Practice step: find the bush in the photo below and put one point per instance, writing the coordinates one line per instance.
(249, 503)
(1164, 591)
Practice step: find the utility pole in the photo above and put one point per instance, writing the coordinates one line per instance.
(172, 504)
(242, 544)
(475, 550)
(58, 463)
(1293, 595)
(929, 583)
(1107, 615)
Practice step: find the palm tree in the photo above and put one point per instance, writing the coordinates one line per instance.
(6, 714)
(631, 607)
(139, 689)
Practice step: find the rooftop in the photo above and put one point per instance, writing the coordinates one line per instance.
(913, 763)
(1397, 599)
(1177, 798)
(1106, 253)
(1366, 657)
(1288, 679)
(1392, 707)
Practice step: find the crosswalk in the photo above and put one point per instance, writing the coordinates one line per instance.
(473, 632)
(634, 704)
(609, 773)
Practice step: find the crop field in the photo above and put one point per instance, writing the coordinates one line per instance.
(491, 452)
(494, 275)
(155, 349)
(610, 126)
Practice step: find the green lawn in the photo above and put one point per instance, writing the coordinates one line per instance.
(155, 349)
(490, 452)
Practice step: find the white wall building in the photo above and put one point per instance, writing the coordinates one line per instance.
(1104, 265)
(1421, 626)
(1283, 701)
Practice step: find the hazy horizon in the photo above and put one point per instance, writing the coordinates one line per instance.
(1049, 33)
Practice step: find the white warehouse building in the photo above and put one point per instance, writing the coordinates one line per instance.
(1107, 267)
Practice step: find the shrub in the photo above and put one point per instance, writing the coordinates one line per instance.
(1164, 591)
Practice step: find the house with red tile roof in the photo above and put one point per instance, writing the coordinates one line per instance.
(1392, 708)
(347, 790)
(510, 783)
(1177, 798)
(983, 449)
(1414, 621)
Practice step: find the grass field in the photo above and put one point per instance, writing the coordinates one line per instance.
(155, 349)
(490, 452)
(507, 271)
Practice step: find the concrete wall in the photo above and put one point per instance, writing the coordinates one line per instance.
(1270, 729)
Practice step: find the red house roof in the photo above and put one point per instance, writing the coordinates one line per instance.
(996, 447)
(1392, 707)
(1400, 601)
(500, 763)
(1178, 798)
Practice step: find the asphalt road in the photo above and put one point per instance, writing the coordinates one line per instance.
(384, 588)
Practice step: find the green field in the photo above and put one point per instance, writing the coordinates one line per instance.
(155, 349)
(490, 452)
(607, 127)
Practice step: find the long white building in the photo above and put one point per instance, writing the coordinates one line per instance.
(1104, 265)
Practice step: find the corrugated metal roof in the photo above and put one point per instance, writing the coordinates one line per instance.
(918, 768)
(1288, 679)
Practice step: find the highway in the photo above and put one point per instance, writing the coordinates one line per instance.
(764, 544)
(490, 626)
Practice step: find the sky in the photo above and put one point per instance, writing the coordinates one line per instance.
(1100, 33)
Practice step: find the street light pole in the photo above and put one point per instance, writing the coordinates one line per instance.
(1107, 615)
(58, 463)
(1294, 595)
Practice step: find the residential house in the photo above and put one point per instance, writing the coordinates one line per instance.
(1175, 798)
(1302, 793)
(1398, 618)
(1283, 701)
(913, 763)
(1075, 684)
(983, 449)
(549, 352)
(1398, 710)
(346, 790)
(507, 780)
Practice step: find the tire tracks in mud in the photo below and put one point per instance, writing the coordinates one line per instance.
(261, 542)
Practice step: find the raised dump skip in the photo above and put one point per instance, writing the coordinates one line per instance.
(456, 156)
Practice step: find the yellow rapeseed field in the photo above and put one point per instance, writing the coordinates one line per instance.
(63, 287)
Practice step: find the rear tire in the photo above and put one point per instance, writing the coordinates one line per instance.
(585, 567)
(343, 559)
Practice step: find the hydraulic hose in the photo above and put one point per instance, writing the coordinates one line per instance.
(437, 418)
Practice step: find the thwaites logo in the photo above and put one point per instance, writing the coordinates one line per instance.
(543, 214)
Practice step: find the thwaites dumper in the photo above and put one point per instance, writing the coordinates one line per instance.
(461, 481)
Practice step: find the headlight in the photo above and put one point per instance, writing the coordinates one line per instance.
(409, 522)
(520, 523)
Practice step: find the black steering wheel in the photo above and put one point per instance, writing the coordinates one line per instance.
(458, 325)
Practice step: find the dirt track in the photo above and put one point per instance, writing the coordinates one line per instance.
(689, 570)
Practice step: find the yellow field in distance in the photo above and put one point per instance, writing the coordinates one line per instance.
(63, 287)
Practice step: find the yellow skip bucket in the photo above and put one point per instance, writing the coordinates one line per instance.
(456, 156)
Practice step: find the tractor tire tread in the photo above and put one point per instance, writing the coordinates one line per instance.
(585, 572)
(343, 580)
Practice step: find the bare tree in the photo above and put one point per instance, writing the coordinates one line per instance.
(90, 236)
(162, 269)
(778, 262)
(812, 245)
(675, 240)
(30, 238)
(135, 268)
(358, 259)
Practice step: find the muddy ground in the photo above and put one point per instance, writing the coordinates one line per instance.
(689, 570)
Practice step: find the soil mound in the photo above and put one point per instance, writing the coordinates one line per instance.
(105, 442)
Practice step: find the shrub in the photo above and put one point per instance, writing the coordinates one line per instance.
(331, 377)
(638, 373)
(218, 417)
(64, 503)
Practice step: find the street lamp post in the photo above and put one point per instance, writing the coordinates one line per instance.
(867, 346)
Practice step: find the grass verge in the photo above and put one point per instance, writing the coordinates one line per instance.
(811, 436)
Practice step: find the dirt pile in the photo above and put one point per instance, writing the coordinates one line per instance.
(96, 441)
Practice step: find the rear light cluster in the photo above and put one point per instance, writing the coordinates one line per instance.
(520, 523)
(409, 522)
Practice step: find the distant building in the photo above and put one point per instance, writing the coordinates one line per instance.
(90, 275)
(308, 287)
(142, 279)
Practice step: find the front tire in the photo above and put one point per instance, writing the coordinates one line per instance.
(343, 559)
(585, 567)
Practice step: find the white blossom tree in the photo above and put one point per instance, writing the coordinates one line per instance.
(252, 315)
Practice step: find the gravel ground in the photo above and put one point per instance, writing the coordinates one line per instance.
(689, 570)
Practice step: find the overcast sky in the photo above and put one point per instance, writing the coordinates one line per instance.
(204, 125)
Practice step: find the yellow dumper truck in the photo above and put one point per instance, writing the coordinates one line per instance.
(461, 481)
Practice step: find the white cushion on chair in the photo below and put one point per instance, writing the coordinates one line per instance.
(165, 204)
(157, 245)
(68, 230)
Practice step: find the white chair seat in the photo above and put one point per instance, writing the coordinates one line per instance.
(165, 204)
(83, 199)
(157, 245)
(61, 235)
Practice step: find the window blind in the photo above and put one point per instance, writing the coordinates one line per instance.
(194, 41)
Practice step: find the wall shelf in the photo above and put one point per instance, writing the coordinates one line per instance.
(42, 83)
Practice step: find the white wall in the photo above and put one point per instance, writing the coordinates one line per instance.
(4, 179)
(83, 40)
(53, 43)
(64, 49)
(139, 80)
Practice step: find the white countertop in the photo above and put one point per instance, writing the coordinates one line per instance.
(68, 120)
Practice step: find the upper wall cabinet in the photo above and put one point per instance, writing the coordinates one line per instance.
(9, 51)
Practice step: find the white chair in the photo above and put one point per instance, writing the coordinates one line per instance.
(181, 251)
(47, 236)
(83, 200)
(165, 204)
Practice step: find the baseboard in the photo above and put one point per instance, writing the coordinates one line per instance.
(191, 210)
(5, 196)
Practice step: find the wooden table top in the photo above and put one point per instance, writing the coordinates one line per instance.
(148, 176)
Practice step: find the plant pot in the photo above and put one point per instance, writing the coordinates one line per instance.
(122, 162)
-*-*-
Copy out every one of the lines above word for word, from first to last.

Result below:
Practice step: find the bush in the photo below and put one point per instance, writing the coordinates one line per instance.
(249, 503)
(1164, 591)
Practice step: find the utility pole in the photo above and put one point per instance, writing the coordinates one line per instance.
(172, 504)
(242, 544)
(475, 550)
(58, 463)
(1293, 595)
(929, 583)
(1107, 615)
Practice step: find the palm tree in the photo above and put one point per instance, writing the coordinates one line per instance.
(6, 714)
(631, 607)
(139, 689)
Practice step: find the rooftop in the photo above and put one point per instance, writing the coordinates one line per instance.
(913, 763)
(1397, 599)
(1177, 798)
(1106, 253)
(1366, 657)
(1288, 679)
(1392, 707)
Practice step: find the crosswalk in the photo above and put one point per instance, writing the coordinates one line per instance.
(473, 632)
(634, 704)
(609, 773)
Practice step: find the crop field in the photo above and put one point per instance, writing the coordinates one line per instance.
(491, 452)
(494, 275)
(155, 349)
(610, 126)
Practice step: find the green lawn in the photo above and put one point per instance, writing the coordinates one line per instance.
(155, 349)
(490, 452)
Practice step: find the white wall building in the photo above and put one point per instance, writing the coordinates one line per instance.
(1104, 265)
(1421, 626)
(1283, 701)
Practice step: find the hazy horizon in the photo above and put one point per instance, writing the coordinates one line per instance.
(1049, 33)
Practice step: find the white warehouse building in the photo above and put one point per instance, writing the coordinates one line per instance.
(1107, 267)
Practice step: find the shrub in the photo above and put one point per instance, writing the coordinates one line per instance.
(1164, 591)
Practice step: find the house with red tile roof in the photo above and put one point per instance, writing the coordinates one line per instance.
(1392, 708)
(347, 790)
(510, 783)
(1177, 798)
(983, 449)
(1414, 621)
Practice step: find the grass field in the photo above and put one point per instance, writing the coordinates one line per instance.
(155, 349)
(490, 452)
(507, 271)
Practice step: find the concrete wall in the photo above and put one point per instance, writing the coordinates one line per instance.
(1270, 729)
Practice step: find the red house roof in the photo above and put one point per instance, writing the coordinates one line per instance.
(996, 447)
(1392, 707)
(1400, 601)
(500, 763)
(1178, 798)
Practice step: find the asphalt road in the photo above and put one point per instance, writing the coordinates one line per instance.
(384, 588)
Practice step: find the green field in the photo above and put one point per instance, writing the coordinates one line per instance.
(155, 349)
(490, 452)
(607, 127)
Practice step: find the long white building in the photo above and put one point per instance, writing the coordinates one line per instance.
(1104, 265)
Practice step: find the corrugated metal roof in the photo above and put one point per instance, writing the coordinates one line per instance.
(918, 768)
(1288, 679)
Practice step: find the highway in the photo above and put one point per instance, writing the coordinates one line per instance.
(764, 544)
(490, 626)
Practice step: find the sky in the photo above and put one point per instance, writing the coordinates one line per instance.
(1100, 33)
Practice step: find the street light pole in the photo above and put one point per instance, writing the coordinates one line per instance.
(1107, 615)
(58, 463)
(1294, 595)
Practice step: find the residential house in the photo above and put one point per instance, writing the coordinates one line per instance.
(1175, 798)
(1302, 793)
(1398, 618)
(1283, 701)
(913, 763)
(1075, 684)
(983, 449)
(549, 352)
(1398, 710)
(346, 790)
(507, 780)
Practice step: find the tire tracks in mud in the photo below and put one point per instance, writing the coordinates one line per instance.
(261, 542)
Practice step: find the raised dump skip in the photo above and put one point per instance, writing the coordinates one line per instance.
(456, 156)
Practice step: find the yellow rapeseed field in the photo above and put one point per instance, writing the coordinates one line per instance.
(63, 287)
Practice step: find the rear tire in the photo above and put one point per instance, writing the coordinates one line per instance.
(585, 567)
(343, 559)
Practice step: find the hydraulic hose in the photo above and put one point per instance, writing the coordinates one line per instance.
(437, 418)
Practice step: find the thwaites logo in the photo above and put one point per instance, writing the coordinates one line per instance.
(543, 214)
Practice step: find the thwaites dumper in the photo above and put one point per instance, writing the coordinates one line per instance.
(461, 481)
Practice step: find the headlight in the photo above and put one point per instance, writing the coordinates one line per instance.
(409, 522)
(520, 523)
Practice step: find the black steering wheel in the photo above and put one point per instance, writing the coordinates one line per instance.
(458, 325)
Practice step: find the dirt track in the photo above and put one point per instance, writing the coordinates one line per instance.
(689, 570)
Practice step: find the yellow field in distance in the photo above and put one point per instance, writing the coordinates one line per instance.
(63, 287)
Practice step: find the yellow skip bucket in the photo above and put one point per instance, writing the coordinates one line per instance.
(456, 156)
Practice step: find the tractor tire tread in the photo above and put one point per instance, writing the coordinates one line per instance.
(585, 572)
(343, 580)
Practice step: find the bare tree in the photo above and put one point per instance, writing the coordinates one line per instance.
(90, 236)
(162, 269)
(778, 262)
(812, 245)
(675, 240)
(30, 238)
(135, 268)
(358, 259)
Practice step: find the muddy ground in the photo above and put one point per instance, writing the coordinates one line per instance.
(689, 570)
Practice step: find the soil mound in the photo above and put one point per instance, writing the coordinates one line per instance.
(105, 442)
Practice step: find the shrub in the photo above and put one point per instance, writing the coordinates one line per instance.
(331, 377)
(638, 373)
(218, 417)
(64, 503)
Practice step: find the street lamp post in the photo above and put one point per instance, writing the coordinates one line per instance.
(867, 346)
Practice step: find the grass verge in the photo above and put one point per instance, writing the coordinates one line per instance.
(811, 436)
Practice step: find the dirt pile in the photo above and put one point per instance, writing the coordinates one line per instance.
(96, 441)
Practice step: find the rear light cluster in the photo above and put one point per instance, writing the coordinates one line per instance.
(520, 523)
(409, 522)
Practice step: find the distant building in the photo above and put one point per instance, writing the coordinates one line per instance.
(90, 275)
(308, 287)
(142, 279)
Practice step: find the front tire in the photo above and put one point per instance, writing the coordinates one line per instance.
(343, 559)
(585, 567)
Practice step: find the white blossom tree in the photo above and put one point per instance, writing the coordinates one line per instance.
(252, 315)
Practice step: find the gravel ground in the photo above and put one point per instance, writing the coordinates one line per instance.
(689, 570)
Practice step: find the overcast sky in the photo above and put one point per instance, writing the coordinates one line per instance.
(204, 125)
Practice step: find the yellow dumper truck in the photo above and put one point per instance, writing the coordinates one line per instance.
(461, 481)
Practice step: find the white cushion on chair in the photo below and put one point per instance, writing the coordinates one line per instance.
(165, 204)
(157, 245)
(68, 230)
Practice step: find the white chair seat in the photo above and put one point per instance, writing the coordinates one line per instance.
(165, 204)
(83, 199)
(157, 245)
(61, 235)
Practice step: find the window blind in the photo above and put one point per instance, writing the coordinates one line per instance.
(194, 41)
Practice step: find the wall shelf in the photo above and put one point per instance, writing the coordinates one line per instance.
(42, 83)
Practice step: find the white wall in the photo above and put one point per instance, writing the coordinates one line per instance.
(4, 179)
(83, 40)
(53, 43)
(64, 49)
(139, 80)
Practice step: find the white countertop in the photo above and put one point per instance, writing the coordinates one line per instance.
(68, 120)
Practice step: find the upper wall cabinet in the photo above and put one point per instance, writing the coordinates one line per instance.
(9, 51)
Practice step: find the white chair in the photo above and put one point per instance, writing the coordinates one line per instance.
(181, 251)
(47, 236)
(83, 200)
(165, 204)
Practice step: find the baseboard in the photo above and put one point per instance, writing the coordinates one line per instance.
(191, 210)
(5, 196)
Practice step: find the wooden table top in the photo above and put one point per instance, writing the coordinates one line per instance.
(148, 176)
Practice step: find the plant pot in the photo above and put one point per instance, writing the coordinates one line per instance.
(122, 162)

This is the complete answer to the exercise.